Text to read:
#####

Brett Cody Rogers for FvF

"You just go in and out, you have to go in, and work, and then you turn your back on the work, you run out the door, to go pick him up at school, you don’t look back, you don’t think about what went wrong that day, or if you made something good or bad, or whatever, you just made stuff and you just deal with it later..." - Brett Cody Rogers


Link
the kitchen: scones, orange juice, and California morning light




I recently interviewed L.A. artist Brett Cody Rogers for Berlin based Freunde von Freunden. Ailine Liefeld photographed Brett's home and studio, while Brett and I talked about his studio practice, and his early days assisting, including a very interesting story Matthew Barney's Cremaster 3. Read the full interview, and see all the photographs here, on FvF.

"We met with Brett Cody Rogers in his Los Angeles home, in a neighborhood called Los Feliz that borders on Griffith Park. Inside his 1927 home, Brett’s walls are covered with art works (including his son’s room), and he led us around his home, upstairs and downstairs, explaining the stories behind each work. His wife was just leaving for work as we sat down with coffee and scones in his kitchen. I first learned about Brett Cody Roger’s work at a store in Los Angeles called South Willard. Ryan Conder, the owner, installed one of Brett’s painted geometric canvas mobiles from the ceiling. His later works continue to suggest forms of architectural reference, and his interest in modernism, while he moves painting to photography. Over conversation, Brett explained how the birth of his son 4 years ago changed his studio practice, “taking all the crisis out of art making.”

- David John for Freunde von Freunden





"When my son was born, everything changed as far as my work goes…within a year, my grandfather died. My son was named Van after him, it was a really strange time for me. Pretty much everything changed, but I think for the better. I had to re-evaluate what I was doing, and I went through 2 years of making work in nothing but black and white, which prior to that it was very colorful. And then I started making photographs again. It was something I could make an image fairly quickly with, and so the means as with which I was working, I was working with cheaper materials, faster processes, and just by doing that, I got more of a handle on the content. Whereas before I was relying very heavily on color, to do all the leg work in the painting.

#####

Source data:
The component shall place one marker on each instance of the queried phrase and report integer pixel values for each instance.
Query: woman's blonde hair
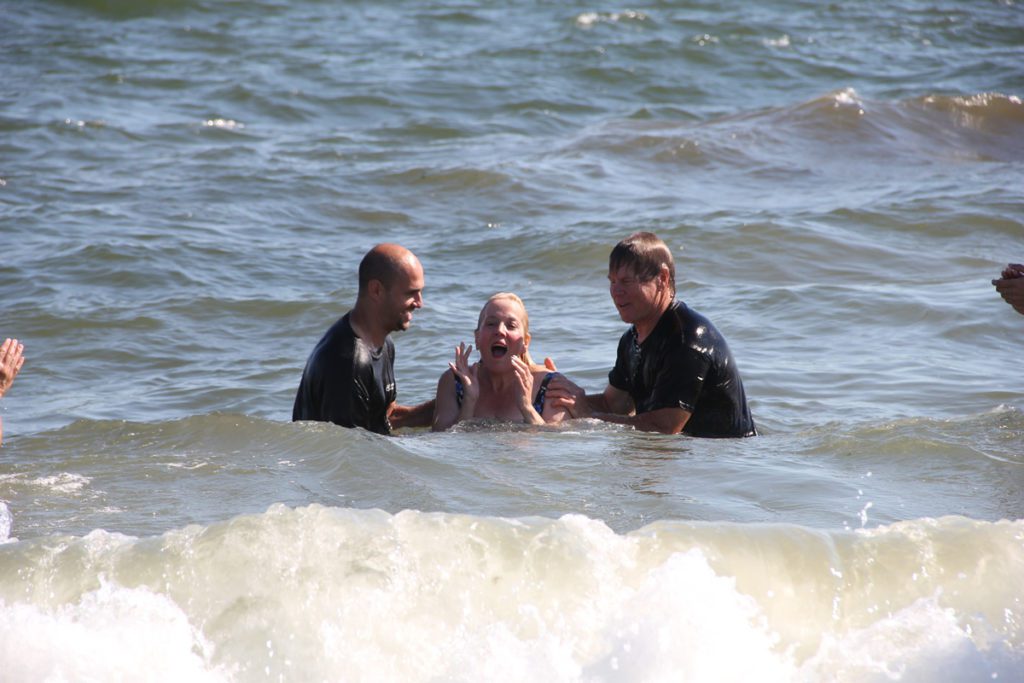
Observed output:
(525, 322)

#####

Can you retype, word for word, the passage of the Brett Cody Rogers post above that lies between "I recently interviewed" and "here, on FvF.", inclusive?

Completed task:
I recently interviewed L.A. artist Brett Cody Rogers for Berlin based Freunde von Freunden. Ailine Liefeld photographed Brett's home and studio, while Brett and I talked about his studio practice, and his early days assisting, including a very interesting story Matthew Barney's Cremaster 3. Read the full interview, and see all the photographs here, on FvF.